Duplicate the items from the line with "Practice. Locate the tan" up to and including the line with "[(313, 88)]", keeping every line the same.

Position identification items

___

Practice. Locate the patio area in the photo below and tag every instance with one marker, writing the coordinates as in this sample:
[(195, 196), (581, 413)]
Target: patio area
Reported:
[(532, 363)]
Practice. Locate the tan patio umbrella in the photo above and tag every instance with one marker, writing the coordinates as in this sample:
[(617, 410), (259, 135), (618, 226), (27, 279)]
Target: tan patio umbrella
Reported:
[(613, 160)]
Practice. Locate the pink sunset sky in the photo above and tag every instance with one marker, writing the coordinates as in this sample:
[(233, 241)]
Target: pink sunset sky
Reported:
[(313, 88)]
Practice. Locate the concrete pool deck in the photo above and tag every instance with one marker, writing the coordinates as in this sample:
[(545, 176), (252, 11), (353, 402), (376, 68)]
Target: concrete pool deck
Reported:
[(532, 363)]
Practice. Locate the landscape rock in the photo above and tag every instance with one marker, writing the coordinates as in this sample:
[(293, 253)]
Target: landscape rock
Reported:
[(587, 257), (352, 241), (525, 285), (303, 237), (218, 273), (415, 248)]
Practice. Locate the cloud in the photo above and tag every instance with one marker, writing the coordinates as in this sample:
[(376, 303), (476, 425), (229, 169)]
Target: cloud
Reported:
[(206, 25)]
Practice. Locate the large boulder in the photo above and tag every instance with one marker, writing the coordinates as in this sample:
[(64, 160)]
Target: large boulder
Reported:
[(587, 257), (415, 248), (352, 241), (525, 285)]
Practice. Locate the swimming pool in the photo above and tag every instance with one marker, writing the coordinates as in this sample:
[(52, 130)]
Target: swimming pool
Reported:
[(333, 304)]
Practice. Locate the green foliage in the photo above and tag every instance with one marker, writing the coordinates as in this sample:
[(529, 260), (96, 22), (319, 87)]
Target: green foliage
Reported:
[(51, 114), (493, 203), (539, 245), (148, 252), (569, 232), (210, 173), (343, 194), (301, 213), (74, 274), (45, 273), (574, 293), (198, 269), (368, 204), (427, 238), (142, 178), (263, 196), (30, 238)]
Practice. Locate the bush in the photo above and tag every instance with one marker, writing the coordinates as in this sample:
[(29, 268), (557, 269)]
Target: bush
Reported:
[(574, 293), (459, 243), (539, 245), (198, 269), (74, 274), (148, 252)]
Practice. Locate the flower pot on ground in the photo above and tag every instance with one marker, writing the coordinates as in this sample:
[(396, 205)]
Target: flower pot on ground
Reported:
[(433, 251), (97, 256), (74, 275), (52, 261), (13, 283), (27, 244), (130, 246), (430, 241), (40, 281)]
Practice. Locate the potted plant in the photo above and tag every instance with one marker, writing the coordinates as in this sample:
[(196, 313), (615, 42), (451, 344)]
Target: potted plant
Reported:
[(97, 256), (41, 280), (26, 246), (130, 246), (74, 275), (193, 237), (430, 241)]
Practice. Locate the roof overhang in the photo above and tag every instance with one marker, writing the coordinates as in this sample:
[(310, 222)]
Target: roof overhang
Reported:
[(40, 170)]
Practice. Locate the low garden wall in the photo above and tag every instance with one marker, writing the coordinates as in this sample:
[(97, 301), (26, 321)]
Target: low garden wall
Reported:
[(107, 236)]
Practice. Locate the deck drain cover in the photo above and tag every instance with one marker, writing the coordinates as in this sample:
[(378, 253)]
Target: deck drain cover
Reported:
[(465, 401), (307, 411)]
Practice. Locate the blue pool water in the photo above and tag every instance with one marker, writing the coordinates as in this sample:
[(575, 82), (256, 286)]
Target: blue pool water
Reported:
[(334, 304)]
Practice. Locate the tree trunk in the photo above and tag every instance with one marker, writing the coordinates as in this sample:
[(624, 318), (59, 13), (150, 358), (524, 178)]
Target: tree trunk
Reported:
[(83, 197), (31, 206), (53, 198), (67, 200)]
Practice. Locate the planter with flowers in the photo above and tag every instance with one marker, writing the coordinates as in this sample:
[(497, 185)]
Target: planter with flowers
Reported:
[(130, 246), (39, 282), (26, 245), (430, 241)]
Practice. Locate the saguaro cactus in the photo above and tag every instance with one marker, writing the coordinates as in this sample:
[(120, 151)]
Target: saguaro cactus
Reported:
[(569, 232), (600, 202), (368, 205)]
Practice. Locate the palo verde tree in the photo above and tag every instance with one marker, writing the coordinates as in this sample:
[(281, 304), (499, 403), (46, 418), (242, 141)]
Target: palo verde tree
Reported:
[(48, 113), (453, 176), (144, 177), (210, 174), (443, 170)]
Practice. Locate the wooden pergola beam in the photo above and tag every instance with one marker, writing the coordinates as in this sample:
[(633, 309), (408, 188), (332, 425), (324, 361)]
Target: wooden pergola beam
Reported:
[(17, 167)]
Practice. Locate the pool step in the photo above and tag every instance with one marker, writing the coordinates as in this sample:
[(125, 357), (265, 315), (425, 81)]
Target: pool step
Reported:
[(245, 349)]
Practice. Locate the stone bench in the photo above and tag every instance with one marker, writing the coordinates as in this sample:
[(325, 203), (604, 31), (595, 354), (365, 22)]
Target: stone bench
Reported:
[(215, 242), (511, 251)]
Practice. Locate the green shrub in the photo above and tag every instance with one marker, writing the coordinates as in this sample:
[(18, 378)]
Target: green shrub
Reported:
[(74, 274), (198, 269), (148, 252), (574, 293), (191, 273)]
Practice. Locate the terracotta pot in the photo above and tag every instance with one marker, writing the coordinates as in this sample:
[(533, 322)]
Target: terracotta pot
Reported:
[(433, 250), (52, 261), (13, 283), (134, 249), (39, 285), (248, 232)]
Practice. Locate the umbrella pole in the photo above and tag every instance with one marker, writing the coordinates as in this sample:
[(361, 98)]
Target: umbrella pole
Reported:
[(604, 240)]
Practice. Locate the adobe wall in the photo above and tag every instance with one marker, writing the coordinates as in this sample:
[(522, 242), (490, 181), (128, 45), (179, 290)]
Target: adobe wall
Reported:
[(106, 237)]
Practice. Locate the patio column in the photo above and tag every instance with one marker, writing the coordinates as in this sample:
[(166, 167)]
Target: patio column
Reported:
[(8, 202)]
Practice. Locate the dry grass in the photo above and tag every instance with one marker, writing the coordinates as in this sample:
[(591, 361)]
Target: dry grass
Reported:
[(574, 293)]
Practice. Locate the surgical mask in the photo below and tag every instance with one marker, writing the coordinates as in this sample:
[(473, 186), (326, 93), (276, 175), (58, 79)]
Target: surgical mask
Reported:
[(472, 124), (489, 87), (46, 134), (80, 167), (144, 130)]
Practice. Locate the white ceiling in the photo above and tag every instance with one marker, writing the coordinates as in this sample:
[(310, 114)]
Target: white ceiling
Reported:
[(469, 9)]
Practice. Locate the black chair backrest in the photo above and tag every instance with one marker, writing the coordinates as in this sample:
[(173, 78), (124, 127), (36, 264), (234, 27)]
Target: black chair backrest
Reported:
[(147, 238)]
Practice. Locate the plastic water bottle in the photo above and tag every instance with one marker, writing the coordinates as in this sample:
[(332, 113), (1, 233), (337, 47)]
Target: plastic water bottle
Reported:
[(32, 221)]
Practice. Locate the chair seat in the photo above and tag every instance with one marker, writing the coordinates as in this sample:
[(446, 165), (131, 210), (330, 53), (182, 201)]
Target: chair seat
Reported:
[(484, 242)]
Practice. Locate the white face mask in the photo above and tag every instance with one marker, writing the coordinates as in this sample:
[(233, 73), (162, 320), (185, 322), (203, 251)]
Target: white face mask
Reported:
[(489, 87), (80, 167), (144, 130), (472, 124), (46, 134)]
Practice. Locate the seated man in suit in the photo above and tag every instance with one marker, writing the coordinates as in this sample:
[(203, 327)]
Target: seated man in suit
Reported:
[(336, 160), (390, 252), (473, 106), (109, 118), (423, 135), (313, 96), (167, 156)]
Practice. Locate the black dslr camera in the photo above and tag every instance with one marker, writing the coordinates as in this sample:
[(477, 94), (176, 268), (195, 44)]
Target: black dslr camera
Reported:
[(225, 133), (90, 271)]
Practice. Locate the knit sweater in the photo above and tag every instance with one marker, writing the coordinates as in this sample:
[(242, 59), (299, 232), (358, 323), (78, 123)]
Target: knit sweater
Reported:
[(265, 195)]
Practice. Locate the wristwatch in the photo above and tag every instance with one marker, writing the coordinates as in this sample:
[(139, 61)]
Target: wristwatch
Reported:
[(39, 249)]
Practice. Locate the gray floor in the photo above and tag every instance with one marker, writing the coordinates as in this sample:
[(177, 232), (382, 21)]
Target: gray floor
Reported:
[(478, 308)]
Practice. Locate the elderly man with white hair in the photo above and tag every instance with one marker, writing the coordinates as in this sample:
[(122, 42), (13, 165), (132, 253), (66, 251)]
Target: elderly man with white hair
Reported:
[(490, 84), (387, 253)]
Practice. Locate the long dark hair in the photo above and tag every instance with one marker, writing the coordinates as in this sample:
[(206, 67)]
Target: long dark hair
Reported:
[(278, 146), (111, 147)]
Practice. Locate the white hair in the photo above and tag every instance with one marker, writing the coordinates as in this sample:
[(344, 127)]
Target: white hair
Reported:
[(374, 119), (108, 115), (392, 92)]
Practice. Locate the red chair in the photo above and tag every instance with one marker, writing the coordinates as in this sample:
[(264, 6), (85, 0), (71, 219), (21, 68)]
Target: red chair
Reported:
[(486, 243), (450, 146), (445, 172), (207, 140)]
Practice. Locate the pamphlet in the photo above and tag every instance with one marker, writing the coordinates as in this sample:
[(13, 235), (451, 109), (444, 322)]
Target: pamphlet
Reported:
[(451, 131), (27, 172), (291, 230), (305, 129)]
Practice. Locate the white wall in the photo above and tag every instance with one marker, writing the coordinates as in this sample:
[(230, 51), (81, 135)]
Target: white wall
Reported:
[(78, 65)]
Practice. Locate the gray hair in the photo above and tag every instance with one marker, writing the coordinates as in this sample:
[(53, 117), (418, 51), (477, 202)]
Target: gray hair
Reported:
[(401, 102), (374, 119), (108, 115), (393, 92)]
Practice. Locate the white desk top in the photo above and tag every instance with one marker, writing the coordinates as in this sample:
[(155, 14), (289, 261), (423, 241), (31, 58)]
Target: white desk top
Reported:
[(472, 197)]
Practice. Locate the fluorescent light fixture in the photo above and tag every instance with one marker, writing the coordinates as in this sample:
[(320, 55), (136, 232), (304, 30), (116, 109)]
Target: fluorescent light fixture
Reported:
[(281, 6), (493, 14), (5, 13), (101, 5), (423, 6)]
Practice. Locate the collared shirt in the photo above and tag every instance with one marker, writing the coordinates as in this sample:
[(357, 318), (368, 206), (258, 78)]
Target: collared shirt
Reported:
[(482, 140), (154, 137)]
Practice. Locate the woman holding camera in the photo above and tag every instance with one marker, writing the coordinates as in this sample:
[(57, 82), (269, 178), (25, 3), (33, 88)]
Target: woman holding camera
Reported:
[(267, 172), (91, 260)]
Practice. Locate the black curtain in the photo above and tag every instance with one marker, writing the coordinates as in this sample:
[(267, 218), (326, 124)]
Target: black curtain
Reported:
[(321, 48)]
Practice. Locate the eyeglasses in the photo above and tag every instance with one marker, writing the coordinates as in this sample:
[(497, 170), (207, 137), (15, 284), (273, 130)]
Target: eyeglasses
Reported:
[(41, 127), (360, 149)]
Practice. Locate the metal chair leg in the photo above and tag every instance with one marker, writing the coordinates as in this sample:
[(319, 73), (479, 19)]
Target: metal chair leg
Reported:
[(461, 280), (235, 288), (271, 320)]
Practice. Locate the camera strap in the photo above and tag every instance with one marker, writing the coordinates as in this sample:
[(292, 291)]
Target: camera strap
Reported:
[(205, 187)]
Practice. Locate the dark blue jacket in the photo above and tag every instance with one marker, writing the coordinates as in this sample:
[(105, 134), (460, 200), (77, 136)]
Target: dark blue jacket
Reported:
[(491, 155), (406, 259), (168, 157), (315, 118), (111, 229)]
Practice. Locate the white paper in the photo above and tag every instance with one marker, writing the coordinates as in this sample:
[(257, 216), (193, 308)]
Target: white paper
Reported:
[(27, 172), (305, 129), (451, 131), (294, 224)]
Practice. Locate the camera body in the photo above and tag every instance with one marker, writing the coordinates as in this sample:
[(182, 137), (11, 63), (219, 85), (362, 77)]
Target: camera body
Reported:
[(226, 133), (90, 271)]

___

**Final result:**
Practice. Locate the tan patio umbrella in the photo above and tag every instance with one marker, writing the coordinates as in this sample:
[(617, 410), (259, 135), (618, 226), (27, 279)]
Target: tan patio umbrella
Reported:
[(613, 160)]
Practice. Locate the pink sunset sky in the photo above and tag every instance with one marker, writing the coordinates as in this sample:
[(233, 241)]
Target: pink sunset sky
Reported:
[(313, 88)]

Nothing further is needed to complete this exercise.